---------- SOURCE RECORDS

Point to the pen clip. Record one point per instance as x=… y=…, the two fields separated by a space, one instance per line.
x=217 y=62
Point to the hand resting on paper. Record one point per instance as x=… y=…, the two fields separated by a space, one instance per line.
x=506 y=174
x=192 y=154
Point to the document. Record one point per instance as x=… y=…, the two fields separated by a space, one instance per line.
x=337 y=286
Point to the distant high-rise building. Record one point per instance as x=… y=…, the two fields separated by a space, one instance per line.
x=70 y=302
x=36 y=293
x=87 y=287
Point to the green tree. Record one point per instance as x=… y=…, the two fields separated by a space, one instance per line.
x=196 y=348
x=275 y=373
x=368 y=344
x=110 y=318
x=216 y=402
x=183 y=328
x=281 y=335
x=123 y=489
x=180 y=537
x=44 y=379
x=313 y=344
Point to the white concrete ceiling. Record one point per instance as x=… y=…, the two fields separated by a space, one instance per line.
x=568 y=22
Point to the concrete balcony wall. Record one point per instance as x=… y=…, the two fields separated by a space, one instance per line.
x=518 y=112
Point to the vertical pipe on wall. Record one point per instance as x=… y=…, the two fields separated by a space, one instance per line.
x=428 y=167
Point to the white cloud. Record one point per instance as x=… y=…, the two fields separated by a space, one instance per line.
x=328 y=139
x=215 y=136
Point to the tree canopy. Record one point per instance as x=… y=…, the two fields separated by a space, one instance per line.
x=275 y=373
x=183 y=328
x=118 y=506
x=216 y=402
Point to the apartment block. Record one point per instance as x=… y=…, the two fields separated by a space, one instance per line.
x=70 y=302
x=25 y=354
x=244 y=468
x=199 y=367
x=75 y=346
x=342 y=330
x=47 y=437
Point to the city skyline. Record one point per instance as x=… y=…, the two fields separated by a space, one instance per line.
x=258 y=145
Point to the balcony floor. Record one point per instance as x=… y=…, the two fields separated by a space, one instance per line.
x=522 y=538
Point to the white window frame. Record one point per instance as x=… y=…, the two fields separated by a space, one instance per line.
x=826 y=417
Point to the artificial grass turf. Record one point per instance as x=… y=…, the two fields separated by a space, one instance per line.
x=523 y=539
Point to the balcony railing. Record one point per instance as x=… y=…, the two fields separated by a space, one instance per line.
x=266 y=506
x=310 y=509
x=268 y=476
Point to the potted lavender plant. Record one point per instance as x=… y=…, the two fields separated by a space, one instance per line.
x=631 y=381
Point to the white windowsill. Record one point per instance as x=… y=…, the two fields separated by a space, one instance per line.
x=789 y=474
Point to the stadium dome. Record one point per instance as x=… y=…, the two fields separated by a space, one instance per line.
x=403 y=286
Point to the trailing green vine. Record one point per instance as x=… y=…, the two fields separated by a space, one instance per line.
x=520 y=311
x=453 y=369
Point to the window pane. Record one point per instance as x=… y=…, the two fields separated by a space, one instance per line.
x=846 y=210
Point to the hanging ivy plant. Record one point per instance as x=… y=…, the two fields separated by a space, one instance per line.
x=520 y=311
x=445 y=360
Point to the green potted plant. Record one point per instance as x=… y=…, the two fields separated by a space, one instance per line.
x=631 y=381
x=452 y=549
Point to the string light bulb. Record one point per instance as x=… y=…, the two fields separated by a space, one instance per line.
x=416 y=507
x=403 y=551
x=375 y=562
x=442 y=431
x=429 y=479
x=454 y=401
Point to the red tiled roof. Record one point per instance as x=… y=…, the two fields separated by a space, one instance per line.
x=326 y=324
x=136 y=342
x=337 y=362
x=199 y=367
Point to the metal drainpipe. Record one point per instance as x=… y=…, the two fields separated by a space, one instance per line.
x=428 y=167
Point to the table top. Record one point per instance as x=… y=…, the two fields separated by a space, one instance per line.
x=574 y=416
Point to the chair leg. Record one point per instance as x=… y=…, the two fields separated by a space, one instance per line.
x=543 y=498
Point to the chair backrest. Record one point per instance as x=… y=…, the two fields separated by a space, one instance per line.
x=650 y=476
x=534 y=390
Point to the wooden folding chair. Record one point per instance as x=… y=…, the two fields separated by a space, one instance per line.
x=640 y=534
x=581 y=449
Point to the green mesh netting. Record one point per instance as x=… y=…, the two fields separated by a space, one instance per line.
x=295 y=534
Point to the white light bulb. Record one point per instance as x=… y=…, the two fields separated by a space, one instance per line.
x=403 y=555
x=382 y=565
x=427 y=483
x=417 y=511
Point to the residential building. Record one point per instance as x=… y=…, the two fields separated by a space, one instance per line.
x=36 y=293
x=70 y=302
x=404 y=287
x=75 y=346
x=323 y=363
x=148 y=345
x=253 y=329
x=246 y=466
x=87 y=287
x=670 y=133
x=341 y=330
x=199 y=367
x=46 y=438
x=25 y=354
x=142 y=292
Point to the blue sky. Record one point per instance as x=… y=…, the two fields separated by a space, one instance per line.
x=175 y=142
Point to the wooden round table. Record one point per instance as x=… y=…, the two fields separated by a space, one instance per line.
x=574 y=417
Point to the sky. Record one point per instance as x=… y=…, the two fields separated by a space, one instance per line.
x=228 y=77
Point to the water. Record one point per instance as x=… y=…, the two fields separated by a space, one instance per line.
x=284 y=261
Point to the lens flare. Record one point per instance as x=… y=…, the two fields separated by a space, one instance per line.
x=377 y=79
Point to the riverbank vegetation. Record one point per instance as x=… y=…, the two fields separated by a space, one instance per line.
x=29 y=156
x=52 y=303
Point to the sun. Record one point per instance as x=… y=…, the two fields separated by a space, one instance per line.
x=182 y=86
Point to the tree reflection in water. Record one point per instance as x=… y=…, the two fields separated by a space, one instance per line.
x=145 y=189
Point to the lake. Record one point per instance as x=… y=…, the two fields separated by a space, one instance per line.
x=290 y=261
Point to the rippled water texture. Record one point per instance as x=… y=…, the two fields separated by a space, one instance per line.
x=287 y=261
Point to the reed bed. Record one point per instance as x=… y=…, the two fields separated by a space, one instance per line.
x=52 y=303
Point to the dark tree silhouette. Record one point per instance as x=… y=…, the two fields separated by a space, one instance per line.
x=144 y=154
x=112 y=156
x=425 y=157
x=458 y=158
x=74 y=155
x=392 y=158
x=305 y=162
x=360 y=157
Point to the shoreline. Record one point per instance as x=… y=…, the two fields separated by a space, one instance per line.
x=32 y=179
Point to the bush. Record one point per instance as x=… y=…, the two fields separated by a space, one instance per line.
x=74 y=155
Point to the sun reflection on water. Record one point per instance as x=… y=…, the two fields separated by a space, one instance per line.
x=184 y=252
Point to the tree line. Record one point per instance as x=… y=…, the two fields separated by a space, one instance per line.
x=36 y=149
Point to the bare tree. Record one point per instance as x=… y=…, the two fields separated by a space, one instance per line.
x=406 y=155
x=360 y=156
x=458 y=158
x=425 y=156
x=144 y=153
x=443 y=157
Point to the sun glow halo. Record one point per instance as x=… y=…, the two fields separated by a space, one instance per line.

--------------------

## [EXERCISE INSTRUCTIONS]
Each record is to be retyped exactly as written.

## [EXERCISE ANSWER]
Point to the pen clip. Record one point per instance as x=… y=…, the two fields separated by a space, one instance per line.
x=217 y=62
Point to the hand resting on paper. Record one point per instance as x=… y=…, the two fields separated by a space, one instance per line.
x=506 y=174
x=192 y=154
Point to the document. Record one point per instance as x=… y=…, the two fields separated by a space, one instance per line.
x=337 y=286
Point to the distant high-rise building. Record one point per instance as x=… y=…, the two fields separated by a space, one instance per line.
x=70 y=302
x=36 y=293
x=87 y=287
Point to the green tree. Record one point per instance as x=… y=…, the two fields separated by a space, one instance per line.
x=196 y=348
x=275 y=373
x=368 y=344
x=110 y=318
x=216 y=402
x=183 y=328
x=281 y=335
x=123 y=489
x=180 y=537
x=44 y=379
x=313 y=344
Point to the white concrete ceiling. Record one point per instance as x=… y=…, the two fields separated by a space, one instance per line.
x=568 y=22
Point to the concrete balcony wall. Record one point per instance as x=… y=…, the two fields separated by a space, one instance per line.
x=518 y=112
Point to the vertical pipe on wall. Record one point per instance as x=… y=…, the two fields separated by a space, one instance per line.
x=428 y=167
Point to the white cloud. Record one point per instance as x=… y=…, the two fields separated by a space, one instance per line.
x=328 y=139
x=215 y=136
Point to the tree canopy. Record one point per instance as x=… y=…, the two fields separated by a space, one instance per line.
x=275 y=373
x=183 y=328
x=118 y=506
x=216 y=402
Point to the apartment block. Record one point per instance as x=… y=…, the two fields separated by a space, one instance per line.
x=70 y=302
x=25 y=354
x=244 y=468
x=199 y=367
x=75 y=346
x=342 y=330
x=47 y=437
Point to the city skyline. Record one point per instance as x=… y=…, the two fields separated by a space, one instance per line.
x=258 y=145
Point to the balcony floor. Record one point per instance as x=… y=…, the two fields separated by a space, one instance per line.
x=522 y=538
Point to the white window frame. Record one point per instance as x=… y=…, the two fields separated by a space, one instance per line.
x=826 y=417
Point to the artificial grass turf. Record one point per instance as x=… y=…, the two fields separated by a space, one instance per line.
x=523 y=539
Point to the balcony railing. Record one point per instance as x=… y=…, the two fields separated by a space, one instance per line.
x=266 y=506
x=310 y=509
x=268 y=476
Point to the potted lavender plant. Record one point per instance as x=… y=…, the two fields separated by a space, one instance per line.
x=631 y=381
Point to the white windowsill. Record one point per instance as x=… y=…, the two fields separated by a space, one instance per line.
x=789 y=474
Point to the stadium dome. Record one point per instance as x=… y=…, the two fields separated by a space, one instance per line.
x=403 y=286
Point to the trailing green vine. Record one point per instance as x=… y=…, the two fields separated by a space, one instance per line.
x=520 y=311
x=453 y=369
Point to the window pane. Record one point per instance as x=… y=…, the two fields separated by a space, one instance per line.
x=846 y=210
Point to the hanging ivy plant. Record one point per instance as x=… y=…, the two fields separated by a space, one instance per line.
x=520 y=311
x=445 y=360
Point to the green potted plant. Record one point per instance as x=… y=…, the two fields separated by a space, one instance per line.
x=631 y=381
x=452 y=549
Point to the string light bulb. Record one point per instance as x=… y=…, the two fields separated by a space, one instance per line.
x=416 y=507
x=403 y=551
x=375 y=562
x=442 y=431
x=429 y=479
x=454 y=401
Point to the red tiled roof. Record one point per instance as x=… y=…, the two fields separated by a space, one instance per line.
x=326 y=324
x=136 y=342
x=337 y=362
x=199 y=367
Point to the metal drainpipe. Record one point per instance as x=… y=…, the two fields separated by a space, one instance per line.
x=428 y=167
Point to the table top. Record one point per instance as x=… y=…, the two fields separated by a space, one instance per line.
x=574 y=416
Point to the chair leg. Record one point per instance as x=… y=…, the two fields separated by a space, one instance per line.
x=543 y=498
Point to the chair backrest. Record one point per instance as x=… y=…, the two fields separated by a space, one instance per line.
x=650 y=476
x=534 y=390
Point to the wooden folding chair. Record one point per instance as x=… y=…, the two fields separated by a space, one instance per line.
x=640 y=534
x=581 y=449
Point to the green mesh netting. Record one point per instance as x=… y=…, the two fields separated by a space, one instance per line.
x=295 y=534
Point to the white light bulb. Record one point per instance as x=… y=…, the two fields separated by a space, one instance per line.
x=403 y=555
x=382 y=565
x=427 y=483
x=417 y=511
Point to the residential building. Record one point per instance as x=… y=…, the two fields separated by a space, one instance per line.
x=36 y=293
x=70 y=302
x=404 y=287
x=75 y=346
x=323 y=363
x=148 y=345
x=253 y=329
x=246 y=466
x=87 y=287
x=670 y=133
x=341 y=330
x=199 y=367
x=46 y=438
x=25 y=354
x=142 y=292
Point to the blue sky. Record one point per instance as x=… y=…, the two fields separated by a space, one instance per line.
x=175 y=142
Point to the wooden round table. Record one point per instance as x=… y=…, the two fields separated by a space, one instance per line.
x=574 y=417
Point to the sky. Record one point per instance as x=… y=…, the two fields separated by a space, one instance per line.
x=228 y=77
Point to the water. Record one point per instance as x=… y=…, the two fields separated by a space, one instance per line.
x=284 y=261
Point to the lens flare. Record one point per instance as x=… y=…, the two fields separated by a space, one instance per line.
x=377 y=79
Point to the riverbank vegetation. Record one point per instance as x=… y=…, the two fields separated by a space, one instance per line.
x=29 y=156
x=52 y=303
Point to the sun. Record one point per instance as x=… y=…, the two fields separated by a space, one instance per line.
x=182 y=86
Point to the tree reflection in water. Record one point per instance as x=… y=…, the two fields separated by a space, one instance per line.
x=145 y=189
Point to the lake. Record one point per instance as x=… y=…, the two fields separated by a space, one instance per line.
x=290 y=261
Point to the rippled water texture. Record one point per instance as x=… y=…, the two fields separated by a space, one instance per line.
x=287 y=261
Point to the reed bed. Record one point per instance as x=… y=…, the two fields separated by a space, one instance per line.
x=52 y=303
Point to the dark tree silhouette. Record one point per instance as x=… y=…, the two fields separated by a space, one instance per line.
x=144 y=154
x=112 y=156
x=425 y=157
x=458 y=158
x=74 y=155
x=392 y=158
x=305 y=162
x=360 y=157
Point to the shoreline. Record one point per instance as x=… y=…, the two fields separated by a space, one instance per line.
x=32 y=179
Point to the bush. Record one point per instance as x=… y=…, the two fields separated by a space, one instance per line.
x=74 y=155
Point to the sun reflection on water. Record one point per instance as x=… y=…, the two fields separated by a space, one instance per line.
x=184 y=252
Point to the tree line. Record one point per instance as x=… y=…, the two fields separated by a space, one instance per line.
x=36 y=149
Point to the bare tree. Record one point per instance as x=… y=…, the two fields separated by a space, one instance per line.
x=406 y=155
x=360 y=156
x=458 y=158
x=425 y=156
x=144 y=153
x=443 y=157
Point to the sun glow halo. Record one point per instance as x=… y=…, the two fields separated by a space, one instance per line.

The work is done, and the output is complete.